> PROBLEM
Copy out every one of the records below word for word, keeping each line as it appears.

Start of EXERCISE MATERIALS

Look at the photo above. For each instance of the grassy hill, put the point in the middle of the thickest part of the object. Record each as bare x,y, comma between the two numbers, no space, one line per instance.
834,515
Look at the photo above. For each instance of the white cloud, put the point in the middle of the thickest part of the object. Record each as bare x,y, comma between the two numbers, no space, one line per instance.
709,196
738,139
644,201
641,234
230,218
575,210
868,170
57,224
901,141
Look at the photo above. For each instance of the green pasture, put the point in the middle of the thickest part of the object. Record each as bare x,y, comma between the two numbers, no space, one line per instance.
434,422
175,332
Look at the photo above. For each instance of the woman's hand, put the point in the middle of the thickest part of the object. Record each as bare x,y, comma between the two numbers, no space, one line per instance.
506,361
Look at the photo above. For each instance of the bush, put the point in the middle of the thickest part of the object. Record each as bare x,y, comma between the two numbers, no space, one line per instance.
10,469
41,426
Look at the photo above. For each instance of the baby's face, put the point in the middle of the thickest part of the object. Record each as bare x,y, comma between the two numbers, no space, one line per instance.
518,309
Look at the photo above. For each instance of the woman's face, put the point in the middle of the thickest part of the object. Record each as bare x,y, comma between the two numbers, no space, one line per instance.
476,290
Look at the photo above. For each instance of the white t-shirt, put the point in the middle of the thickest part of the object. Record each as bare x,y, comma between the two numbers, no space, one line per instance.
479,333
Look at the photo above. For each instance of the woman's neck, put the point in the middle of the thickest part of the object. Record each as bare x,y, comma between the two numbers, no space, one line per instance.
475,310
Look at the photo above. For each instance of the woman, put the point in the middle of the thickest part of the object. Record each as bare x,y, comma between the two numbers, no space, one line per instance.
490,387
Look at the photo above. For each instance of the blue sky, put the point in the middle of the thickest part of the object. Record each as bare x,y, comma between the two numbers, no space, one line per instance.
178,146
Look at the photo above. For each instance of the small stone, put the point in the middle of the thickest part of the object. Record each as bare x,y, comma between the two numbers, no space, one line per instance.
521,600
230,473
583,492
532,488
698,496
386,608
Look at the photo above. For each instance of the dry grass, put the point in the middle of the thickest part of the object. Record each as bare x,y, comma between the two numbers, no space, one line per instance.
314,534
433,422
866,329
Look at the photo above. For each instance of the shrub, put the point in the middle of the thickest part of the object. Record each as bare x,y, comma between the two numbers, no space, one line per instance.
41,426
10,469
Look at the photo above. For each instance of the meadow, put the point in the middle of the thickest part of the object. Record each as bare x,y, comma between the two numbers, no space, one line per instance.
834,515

End of EXERCISE MATERIALS

> SOLUTION BELOW
Look at the photo above. For each instance of the grassy hill, put the point in the middle of the thickest part of the object. Record each as bare x,y, comma between the two numbers, no space, one line per instance.
834,515
Look at the photo above. For each instance of the white cloud, put the point in the middle of the thickest part of the object. Record each as bare x,y, comma between the two numbers, no space, one line per instance.
709,196
738,139
644,201
641,234
230,218
575,210
868,170
57,224
901,141
Look at the photo above. For each instance of the green pasture, put the point in the middle of the thickest part of the object. Record each as bare x,y, comma between the two numbers, no space, one line per instance.
434,422
175,332
Look at the photo above. For each instance of the woman's hand, put the point in the middle of the thickest part of the object. Record each as bare x,y, comma between the two numbers, no space, one line per instance.
506,361
Look at the photo above. For each instance of the bush, put the point in the middle of the thickest part of the object. Record each as bare x,y, comma between the two numbers, no space, one line per instance.
10,469
41,426
Look at the photo above. For each instance of the baby's face, put the point in the middle of the thickest part of the object. Record each as bare x,y, comma between the two numbers, no space, one line per instance.
518,309
Look at the photo above. For each instance of the woman's face, put the point in the middle of the thickest part of the object. Record each as bare x,y, comma between the two numbers, no space, one line per instance.
476,290
Look at the photo above. For each instance of the white t-shirt, put the point in the middle of the thickest part of the object. Record each as bare x,y, comma between the two numbers, no space, one line per instance.
479,333
Look at the photo above. For each instance of the woman's neck, put the point in the middle of the thickest part of the object. Record each as bare x,y, comma between the two numbers, no space, one line per instance.
475,310
Look at the photo above. For each instance of the woman, put the point in the middle of the thickest part of the object. Record each as bare x,y, comma between the two numbers, no space, one line per instance.
490,387
Look at the photo above. For each instance of the blue sky, put the point in the middle of the thickest part of the object. Record each as bare x,y, comma between the two numbers, no space, one line per instance.
178,146
Look at the photo above. For each instance of the small stone, put the point in the middle of the thickest part of the object. Record each as bare x,y, comma between the two numbers, no space, one line per instance.
521,600
230,473
583,492
532,488
698,496
386,608
Look at the photo above. For each instance of the dry grass, put the point in the middle of the thickest part of the object. Record each as bare x,y, comma between the two numbers, no space, one line per instance.
314,534
433,422
866,329
Look at the photo above. For each instance of the shrub, put the point in the middle of the thickest part of the object. Record each as bare x,y, comma between the two numbers, no space, one line per instance.
41,426
10,469
Look at the photo above. For each instance of the meadow, put the point in the middle of the thickest part of the object. Record each as bare x,y, comma between the two numbers, no space, one line per instance.
834,515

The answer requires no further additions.